ФРАГМЕНТ ДОКУМЕНТА:
Роман Дмитрия Строгова издан и уже полтора года живет собственной, «книжной» жизнью. Ходят упорные слухи, что одна из отечественных кинокомпаний собирается его экранизировать, и есть вполне обоснованные опасения, что в результате мы получим очередной «розовый танк» типа бондарчуковского «Обитаемого острова» или же многолетнюю «тянучку», как было в случае с германовским «Трудно быть богом». Читатели и писатели продолжают спорить о романе на страницах журналов и электронных фэнзинов, в социальных сетях и блогах, на конвентах и форумах, находят свои ответы на заданные автором романа мировоззренческие вопросы.
Был ли роман «Над Саракшем звездное небо» действительно написан Аркадием и Борисом Стругацкими осенью 1983 года? Или же это хоть и добротная, но все-таки поделка анонимных мистификаторов и окололитературных проходимцев?
Почему АБС – если авторство произведения все же принадлежит им – отсрочили его публикацию на целых три десятилетия? Провидчески предугадали некое сходство в социально-политическом развитии СССР образца 1983 года и Российской Федерации в 2013 году и поэтому решили «придержать» роман? Или же была какая-то иная причина?
Случайно ли, что датой 27 марта 1983 года, которая была написана на склейке конверта, принесенного писателем Голубевым в издательство, в опубликованных не так давно рабочих записях братьев Стругацких обозначено и начало работы над романом «Волны гасят ветер»?
Увы, наверное, ответы на эти вопросы мы не получим никогда…
Борис Георгиев, Валентин Ключко
Закат в багровых тонах
Читатель вправе спросить, почему мы избрали в качестве материала для статьи именно эту повесть Владимира Плотникова, а не более поздние и, если верить критикам, более удачные работы автора? Кажется очевидным, что сам он, единожды обратившись к модному ныне жанру альтернативной истории, счел опыт неудавшимся и новых попыток переписать историю не делал. Кажется бесспорным, что, захоти мы исследовать «жанр через артефакт», стоило бы выполнить сравнительный анализ нескольких значительных произведений, отмеченных премиями и не обойденных вниманием читателей, благо недостатка в подобном материале нет. И все-таки мы считаем, что лучшего примера для демонстрации родимых пятен жанра, чем повесть «Закат отменяется», не найти. Более того, возьмем на себя смелость утверждать: знакомство с творчеством Владимира Плотникова следует начать именно с этой работы.

ЗАДАНИЯ:
1. Какая дата была написана на склейке конверта, который писатель Голубев принес в издательство, согласно фрагменту о фантастике?
2. Продолжите фрагмент о фантастике следующим абзацем, начав сразу после его последнего предложения.

ИСХОДНЫЕ ДАННЫЕ:
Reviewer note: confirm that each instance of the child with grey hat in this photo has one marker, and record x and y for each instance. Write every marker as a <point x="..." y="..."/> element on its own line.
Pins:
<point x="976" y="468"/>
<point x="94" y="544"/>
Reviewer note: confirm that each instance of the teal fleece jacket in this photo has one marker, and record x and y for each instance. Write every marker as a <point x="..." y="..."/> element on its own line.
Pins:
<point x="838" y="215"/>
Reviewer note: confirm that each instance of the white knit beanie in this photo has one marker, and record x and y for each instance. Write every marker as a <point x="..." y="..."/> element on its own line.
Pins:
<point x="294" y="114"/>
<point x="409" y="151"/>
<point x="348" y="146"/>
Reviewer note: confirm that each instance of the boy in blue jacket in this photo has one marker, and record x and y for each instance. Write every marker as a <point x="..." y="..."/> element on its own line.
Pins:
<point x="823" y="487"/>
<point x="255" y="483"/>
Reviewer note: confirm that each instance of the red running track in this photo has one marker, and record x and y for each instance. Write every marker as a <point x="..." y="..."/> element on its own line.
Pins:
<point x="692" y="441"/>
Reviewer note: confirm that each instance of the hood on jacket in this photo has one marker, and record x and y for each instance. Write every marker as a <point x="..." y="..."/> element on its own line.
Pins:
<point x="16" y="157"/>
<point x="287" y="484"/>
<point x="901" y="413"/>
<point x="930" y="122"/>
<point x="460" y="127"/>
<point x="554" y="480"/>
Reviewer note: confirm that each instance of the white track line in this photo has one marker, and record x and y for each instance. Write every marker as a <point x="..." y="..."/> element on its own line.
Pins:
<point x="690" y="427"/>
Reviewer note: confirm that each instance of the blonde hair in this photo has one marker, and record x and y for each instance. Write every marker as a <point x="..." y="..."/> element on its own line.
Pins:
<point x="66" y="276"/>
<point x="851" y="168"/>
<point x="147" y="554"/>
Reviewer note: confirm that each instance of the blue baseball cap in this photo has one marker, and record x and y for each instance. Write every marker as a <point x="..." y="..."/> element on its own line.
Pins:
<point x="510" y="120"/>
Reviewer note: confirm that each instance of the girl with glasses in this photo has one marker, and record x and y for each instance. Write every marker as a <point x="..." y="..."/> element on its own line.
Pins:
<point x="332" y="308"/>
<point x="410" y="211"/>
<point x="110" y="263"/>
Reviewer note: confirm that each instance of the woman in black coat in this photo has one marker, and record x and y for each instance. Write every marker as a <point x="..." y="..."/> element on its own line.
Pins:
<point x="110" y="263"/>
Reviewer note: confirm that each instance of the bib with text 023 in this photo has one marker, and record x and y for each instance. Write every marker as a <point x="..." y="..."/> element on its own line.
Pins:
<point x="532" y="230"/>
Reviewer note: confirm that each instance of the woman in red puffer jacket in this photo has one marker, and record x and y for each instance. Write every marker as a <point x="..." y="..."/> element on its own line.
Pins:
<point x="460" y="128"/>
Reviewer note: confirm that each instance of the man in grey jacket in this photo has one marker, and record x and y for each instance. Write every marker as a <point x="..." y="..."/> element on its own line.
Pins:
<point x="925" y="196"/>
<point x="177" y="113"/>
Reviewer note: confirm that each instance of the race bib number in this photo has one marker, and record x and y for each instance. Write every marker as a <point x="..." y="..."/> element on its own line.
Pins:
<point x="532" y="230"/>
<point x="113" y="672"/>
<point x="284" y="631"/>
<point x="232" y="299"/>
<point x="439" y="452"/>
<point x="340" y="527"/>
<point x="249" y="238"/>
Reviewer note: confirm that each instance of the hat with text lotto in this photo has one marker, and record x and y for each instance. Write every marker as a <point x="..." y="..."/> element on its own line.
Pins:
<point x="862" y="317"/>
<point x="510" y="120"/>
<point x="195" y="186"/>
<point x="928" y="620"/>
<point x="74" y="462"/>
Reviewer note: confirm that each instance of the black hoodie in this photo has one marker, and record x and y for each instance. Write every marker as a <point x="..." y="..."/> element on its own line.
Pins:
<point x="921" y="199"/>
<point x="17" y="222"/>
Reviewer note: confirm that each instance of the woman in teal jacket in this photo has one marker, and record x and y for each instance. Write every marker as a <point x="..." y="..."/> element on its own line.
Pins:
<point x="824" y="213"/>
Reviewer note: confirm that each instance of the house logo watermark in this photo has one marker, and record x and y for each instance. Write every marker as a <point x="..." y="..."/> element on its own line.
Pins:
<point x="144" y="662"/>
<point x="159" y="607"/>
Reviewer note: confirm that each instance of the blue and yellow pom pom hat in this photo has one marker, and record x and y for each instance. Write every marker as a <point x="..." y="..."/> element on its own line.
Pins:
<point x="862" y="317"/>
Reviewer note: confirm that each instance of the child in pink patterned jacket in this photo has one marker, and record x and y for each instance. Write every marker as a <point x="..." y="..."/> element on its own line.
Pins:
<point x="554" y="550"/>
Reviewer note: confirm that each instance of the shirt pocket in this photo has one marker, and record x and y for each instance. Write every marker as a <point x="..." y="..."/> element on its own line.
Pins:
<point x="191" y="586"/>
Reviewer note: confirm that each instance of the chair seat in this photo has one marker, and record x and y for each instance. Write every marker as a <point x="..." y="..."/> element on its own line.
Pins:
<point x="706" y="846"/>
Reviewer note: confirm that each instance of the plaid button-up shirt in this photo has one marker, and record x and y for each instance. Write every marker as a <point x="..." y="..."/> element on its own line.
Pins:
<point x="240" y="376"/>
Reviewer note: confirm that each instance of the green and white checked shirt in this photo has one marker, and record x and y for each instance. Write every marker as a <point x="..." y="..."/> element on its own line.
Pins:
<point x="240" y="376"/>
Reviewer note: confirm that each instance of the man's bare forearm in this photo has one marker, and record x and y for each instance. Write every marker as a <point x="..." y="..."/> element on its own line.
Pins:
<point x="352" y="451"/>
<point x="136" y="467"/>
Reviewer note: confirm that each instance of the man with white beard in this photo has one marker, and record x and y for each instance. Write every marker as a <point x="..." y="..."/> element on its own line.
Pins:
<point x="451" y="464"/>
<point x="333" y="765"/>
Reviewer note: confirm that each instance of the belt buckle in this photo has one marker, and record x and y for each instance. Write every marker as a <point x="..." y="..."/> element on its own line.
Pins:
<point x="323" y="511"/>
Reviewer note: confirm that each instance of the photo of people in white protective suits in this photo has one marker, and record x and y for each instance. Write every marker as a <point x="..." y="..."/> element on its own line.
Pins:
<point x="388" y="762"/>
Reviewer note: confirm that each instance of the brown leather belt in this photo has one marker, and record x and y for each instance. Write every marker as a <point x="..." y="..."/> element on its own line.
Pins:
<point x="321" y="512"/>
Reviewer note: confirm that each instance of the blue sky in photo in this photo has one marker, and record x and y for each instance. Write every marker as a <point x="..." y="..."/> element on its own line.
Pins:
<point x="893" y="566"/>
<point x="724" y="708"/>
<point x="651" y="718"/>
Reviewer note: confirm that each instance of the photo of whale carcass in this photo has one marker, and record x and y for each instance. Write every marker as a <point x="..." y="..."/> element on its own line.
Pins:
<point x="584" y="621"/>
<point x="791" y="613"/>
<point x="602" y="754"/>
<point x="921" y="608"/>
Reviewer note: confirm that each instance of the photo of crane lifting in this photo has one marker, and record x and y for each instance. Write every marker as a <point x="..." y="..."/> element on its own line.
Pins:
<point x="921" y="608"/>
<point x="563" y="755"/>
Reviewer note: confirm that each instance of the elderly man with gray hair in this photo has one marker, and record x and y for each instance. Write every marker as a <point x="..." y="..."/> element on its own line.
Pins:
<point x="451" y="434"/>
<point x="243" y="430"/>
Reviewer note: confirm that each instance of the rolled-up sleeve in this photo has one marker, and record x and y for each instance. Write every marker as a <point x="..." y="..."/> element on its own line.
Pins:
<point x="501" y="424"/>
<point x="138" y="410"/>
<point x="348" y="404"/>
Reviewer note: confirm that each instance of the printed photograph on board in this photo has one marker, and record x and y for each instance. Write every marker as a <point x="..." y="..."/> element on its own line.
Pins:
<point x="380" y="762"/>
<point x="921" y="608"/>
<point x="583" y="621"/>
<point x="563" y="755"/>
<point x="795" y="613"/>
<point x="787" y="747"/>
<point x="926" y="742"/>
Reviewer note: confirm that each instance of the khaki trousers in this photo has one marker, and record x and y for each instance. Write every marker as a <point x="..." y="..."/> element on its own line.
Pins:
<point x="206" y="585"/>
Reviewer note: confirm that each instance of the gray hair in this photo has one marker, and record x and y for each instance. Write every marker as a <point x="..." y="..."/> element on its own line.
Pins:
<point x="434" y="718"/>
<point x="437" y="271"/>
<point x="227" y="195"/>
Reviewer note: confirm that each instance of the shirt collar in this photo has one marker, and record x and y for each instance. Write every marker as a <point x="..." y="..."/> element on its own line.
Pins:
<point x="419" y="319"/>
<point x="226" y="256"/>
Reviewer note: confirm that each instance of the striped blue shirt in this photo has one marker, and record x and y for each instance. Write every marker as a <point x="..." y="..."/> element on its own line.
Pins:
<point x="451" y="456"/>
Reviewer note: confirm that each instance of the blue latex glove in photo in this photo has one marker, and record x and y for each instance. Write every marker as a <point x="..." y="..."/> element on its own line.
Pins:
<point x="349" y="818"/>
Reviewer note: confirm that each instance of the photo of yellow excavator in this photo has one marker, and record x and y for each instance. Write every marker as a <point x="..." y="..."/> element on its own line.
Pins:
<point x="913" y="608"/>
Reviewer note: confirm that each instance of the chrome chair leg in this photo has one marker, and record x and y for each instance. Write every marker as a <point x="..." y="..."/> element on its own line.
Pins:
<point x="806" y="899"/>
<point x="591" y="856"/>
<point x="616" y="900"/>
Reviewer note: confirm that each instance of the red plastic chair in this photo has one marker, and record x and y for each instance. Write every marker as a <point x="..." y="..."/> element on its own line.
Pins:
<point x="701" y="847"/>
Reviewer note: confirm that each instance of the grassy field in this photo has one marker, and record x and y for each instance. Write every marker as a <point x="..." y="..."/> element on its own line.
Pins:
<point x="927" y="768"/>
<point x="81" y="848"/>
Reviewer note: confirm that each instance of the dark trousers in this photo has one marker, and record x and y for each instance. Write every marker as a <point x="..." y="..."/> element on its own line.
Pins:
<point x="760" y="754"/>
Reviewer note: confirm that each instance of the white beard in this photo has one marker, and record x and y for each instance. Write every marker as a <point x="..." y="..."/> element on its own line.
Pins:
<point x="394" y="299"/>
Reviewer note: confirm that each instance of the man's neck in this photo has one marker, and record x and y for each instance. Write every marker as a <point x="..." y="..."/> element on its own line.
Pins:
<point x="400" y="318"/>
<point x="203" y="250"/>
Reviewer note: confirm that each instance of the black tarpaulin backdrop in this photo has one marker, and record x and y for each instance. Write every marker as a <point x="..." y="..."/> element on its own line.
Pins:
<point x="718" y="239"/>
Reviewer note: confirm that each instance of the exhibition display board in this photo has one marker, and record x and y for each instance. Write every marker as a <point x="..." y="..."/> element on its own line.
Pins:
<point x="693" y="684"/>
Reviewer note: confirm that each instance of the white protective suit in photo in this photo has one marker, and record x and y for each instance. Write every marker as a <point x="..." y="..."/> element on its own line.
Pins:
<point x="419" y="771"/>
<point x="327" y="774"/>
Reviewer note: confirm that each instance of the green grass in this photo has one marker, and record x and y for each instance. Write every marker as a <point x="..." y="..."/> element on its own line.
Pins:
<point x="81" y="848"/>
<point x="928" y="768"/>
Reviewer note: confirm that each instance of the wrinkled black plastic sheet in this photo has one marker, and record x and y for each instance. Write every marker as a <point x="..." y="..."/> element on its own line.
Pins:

ОТВЕТЫ ПО НОМЕРАМ:
1. 27 марта 1983 года.

2.
По заявлению автора, повесть написана для сборника «Империум» одного известного московского издательства. Насколько удалось выяснить, она была отклонена на том основании, что переломная точка исторического процесса по замыслу составителей сборника должна быть в промежутке времени между 1913 и 1917 годом. После поверхностного знакомства с текстом повести у читателя может сложиться впечатление, что условие выполнено, мы же беремся доказать, что это не так, и составители были совершенно правы, отказав Плотникову в публикации по формальному признаку.
События, описанные в повести, охватывают значительный период времени – с мая 1891 года и до мая 1929-го. Когда мы пишем «значительный», подразумеваем не только и не столько протяженность во времени, сколько значительность перемен в общественной жизни страны и убийственную их скорость. Кому сейчас придет в голову отрицать трагизм и величие того, что происходило тогда в России? Почему же в первых строках повести автор, спрятавшись под маской главного героя, пытается убедить нас, что все сложилось как должно, все правильно и жалеть главному герою не о чем «первого мая, года одна тысяча девятьсот двадцать девятого от Рождества Христова, в час небывало жаркого заката»? Чтобы понять это, выведем судьбу главного героя, известного московского врача-венеролога Михаила Афанасьевича Булгакова, из тени намеренных умолчаний и нарочито случайных «оговорок» автора.
Возраст героя нигде в тексте не указан прямо, однако его легко определить, опираясь на тот факт, что к началу действия «…одиннадцать с лишком лет прошло с того суматошного дня, когда, вырвавшись из ненавистной ему уездной больницы, после тяжких походов, службы и бед лекарь Булгаков окунулся в целительную атмосферу московской клиники». Припоминая беседу с профессором Покровским, у коего главный герой вместе с женою остановился на первых порах, Михаил Афанасьевич замечает в числе прочего: «…удержал меня, двадцатипятилетнего обормота, от безрассудного шага – ехать тотчас в Киев. Положительно, они с Тасей заключили тогда тайный сепаратный договор».
Стало быть, когда главный герой искал под липами сквера у Патриарших прудов убежище от небывалого зноя, было ему около тридцати семи лет.